Your objective:
Reproduce word for word the part of the addiction text that starts with "Addiction And The" and ends with "drugs or alcohol.".

Quoted passage:
What Is Addiction?
Addiction is a chronic, relapsing brain disease defined by a physical and psychological dependence on drugs, alcohol, or a behavior. Addicted people will often pursue their toxic habits despite putting themselves or others in harm’s way.
An addiction heavily impacts the way a person thinks, feels, and acts. Many individuals with addiction disorders are aware they have a problem but have difficulty stopping on their own.
While it can be tempting to try a drug or addictive activity for the first time, it’s all too easy for things to go south — especially in the case of drug and alcohol abuse. People develop tolerances when they repeatedly abuse substances over time. That means larger amounts of drugs or alcohol are required to achieve the desired effects, escalating the nature of the addiction.
Prolonged substance abuse can result in a dangerous cycle of addiction: one where people need to continue using drugs or alcohol in order to avoid the uncomfortable symptoms of withdrawal. By the time people realize they have a problem drugs or alcohol may have already seized control, causing users to prioritize substance abuse over everything else that was once important in their lives.
No one ever plans to become addicted. There are countless reasons why someone would try a substance or behavior. Some are driven by curiosity and peer pressure, while others are looking for a way to relieve stress. Children who grow up in environments where drugs and alcohol are present have a greater risk of developing a Substance Use Disorder (SUD) down the road. Other factors that might steer a person toward harmful substance use behavior include:
Research estimates that genetics account for 40 to 60% of a person’s likelihood of developing an SUD.
Mental Health Disorders
People with mental health disorders are more likely to develop substance abuse patterns than the general population.
Addiction And The Brain
Excessive substance abuse affects many parts of the body, but the organ most impacted is the brain. When a person consumes a substance such as drugs or alcohol, the brain produces large amounts of dopamine; this triggers the brain’s reward system. After repeated drug use, the brain is unable to produce normal amounts of dopamine on its own. This means addicted people may struggle to find enjoyment in pleasurable activities, like spending time with friends or family, when they are not under the influence of drugs or alcohol.

[Collected data entries]
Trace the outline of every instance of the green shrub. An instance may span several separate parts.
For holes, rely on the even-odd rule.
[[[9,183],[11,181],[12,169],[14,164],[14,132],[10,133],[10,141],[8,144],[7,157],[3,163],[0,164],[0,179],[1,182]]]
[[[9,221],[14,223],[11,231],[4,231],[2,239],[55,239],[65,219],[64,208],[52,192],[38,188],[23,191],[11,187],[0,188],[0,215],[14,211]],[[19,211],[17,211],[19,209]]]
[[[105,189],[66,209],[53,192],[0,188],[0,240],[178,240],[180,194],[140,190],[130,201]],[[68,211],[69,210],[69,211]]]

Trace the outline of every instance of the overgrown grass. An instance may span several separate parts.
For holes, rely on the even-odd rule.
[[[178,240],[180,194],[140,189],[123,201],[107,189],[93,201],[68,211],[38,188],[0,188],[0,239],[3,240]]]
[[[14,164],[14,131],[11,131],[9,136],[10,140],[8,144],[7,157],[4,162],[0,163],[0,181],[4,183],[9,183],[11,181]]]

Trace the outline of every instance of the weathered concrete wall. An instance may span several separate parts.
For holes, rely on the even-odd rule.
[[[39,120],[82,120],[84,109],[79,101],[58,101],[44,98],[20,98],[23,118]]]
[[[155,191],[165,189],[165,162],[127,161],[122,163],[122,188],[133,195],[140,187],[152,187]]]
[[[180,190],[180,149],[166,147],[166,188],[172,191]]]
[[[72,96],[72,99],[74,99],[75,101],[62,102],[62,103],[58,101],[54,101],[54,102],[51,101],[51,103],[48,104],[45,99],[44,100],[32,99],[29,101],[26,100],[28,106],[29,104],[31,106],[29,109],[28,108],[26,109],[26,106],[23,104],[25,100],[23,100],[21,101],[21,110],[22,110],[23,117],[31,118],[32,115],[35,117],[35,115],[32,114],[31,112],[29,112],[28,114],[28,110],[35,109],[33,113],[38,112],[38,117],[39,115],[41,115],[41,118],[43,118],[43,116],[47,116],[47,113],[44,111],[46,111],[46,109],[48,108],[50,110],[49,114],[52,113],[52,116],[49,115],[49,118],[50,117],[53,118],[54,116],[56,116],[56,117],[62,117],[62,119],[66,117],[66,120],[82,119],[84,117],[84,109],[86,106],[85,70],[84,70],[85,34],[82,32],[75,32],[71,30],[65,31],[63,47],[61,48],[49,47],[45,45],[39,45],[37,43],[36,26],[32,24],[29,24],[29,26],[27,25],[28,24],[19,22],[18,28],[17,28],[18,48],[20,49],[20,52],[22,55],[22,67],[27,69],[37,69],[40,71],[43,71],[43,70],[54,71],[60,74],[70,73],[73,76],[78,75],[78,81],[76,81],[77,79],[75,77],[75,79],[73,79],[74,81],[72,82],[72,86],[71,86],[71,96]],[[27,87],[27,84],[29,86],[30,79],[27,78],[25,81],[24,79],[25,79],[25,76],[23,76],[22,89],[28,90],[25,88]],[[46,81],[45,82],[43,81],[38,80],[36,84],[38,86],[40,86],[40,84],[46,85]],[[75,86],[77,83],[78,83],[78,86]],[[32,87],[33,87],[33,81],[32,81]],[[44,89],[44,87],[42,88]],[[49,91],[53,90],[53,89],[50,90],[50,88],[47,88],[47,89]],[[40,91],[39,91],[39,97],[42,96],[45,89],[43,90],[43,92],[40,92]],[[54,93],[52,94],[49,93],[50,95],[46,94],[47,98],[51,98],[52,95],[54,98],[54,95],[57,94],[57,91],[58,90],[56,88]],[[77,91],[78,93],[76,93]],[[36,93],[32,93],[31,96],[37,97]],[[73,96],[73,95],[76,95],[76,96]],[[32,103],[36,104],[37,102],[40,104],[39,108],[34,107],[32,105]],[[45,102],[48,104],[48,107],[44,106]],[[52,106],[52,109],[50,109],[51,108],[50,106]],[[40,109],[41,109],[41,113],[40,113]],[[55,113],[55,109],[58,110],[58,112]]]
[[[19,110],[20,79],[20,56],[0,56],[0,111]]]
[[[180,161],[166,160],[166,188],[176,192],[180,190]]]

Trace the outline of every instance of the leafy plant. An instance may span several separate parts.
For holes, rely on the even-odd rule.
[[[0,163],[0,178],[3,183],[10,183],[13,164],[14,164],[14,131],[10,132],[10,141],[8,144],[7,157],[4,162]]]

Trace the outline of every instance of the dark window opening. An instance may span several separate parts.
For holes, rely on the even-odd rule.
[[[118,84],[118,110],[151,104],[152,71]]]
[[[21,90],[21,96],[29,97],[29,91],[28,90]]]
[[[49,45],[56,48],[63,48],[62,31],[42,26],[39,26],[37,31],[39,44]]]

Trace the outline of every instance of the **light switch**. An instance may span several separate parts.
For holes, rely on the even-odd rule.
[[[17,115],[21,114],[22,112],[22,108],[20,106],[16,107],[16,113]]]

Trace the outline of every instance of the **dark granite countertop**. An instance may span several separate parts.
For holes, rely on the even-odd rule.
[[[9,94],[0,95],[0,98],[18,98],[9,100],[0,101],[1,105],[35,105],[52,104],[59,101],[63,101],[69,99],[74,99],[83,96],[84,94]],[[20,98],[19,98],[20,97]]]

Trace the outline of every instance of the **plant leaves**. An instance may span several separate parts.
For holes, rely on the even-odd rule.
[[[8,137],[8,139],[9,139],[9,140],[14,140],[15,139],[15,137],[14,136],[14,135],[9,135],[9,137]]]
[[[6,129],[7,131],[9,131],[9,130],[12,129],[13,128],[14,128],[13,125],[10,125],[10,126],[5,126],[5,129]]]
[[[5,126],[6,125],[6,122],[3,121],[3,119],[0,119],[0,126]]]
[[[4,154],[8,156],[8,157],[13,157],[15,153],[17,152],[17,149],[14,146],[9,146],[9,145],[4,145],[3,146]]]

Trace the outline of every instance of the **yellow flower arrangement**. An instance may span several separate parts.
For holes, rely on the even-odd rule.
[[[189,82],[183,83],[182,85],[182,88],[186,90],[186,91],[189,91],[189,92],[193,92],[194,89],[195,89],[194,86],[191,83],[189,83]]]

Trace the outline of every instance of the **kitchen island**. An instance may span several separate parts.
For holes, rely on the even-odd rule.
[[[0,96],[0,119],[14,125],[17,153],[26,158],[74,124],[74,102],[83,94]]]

Result for this task:
Addiction And The Brain
Excessive substance abuse affects many parts of the body, but the organ most impacted is the brain. When a person consumes a substance such as drugs or alcohol, the brain produces large amounts of dopamine; this triggers the brain’s reward system. After repeated drug use, the brain is unable to produce normal amounts of dopamine on its own. This means addicted people may struggle to find enjoyment in pleasurable activities, like spending time with friends or family, when they are not under the influence of drugs or alcohol.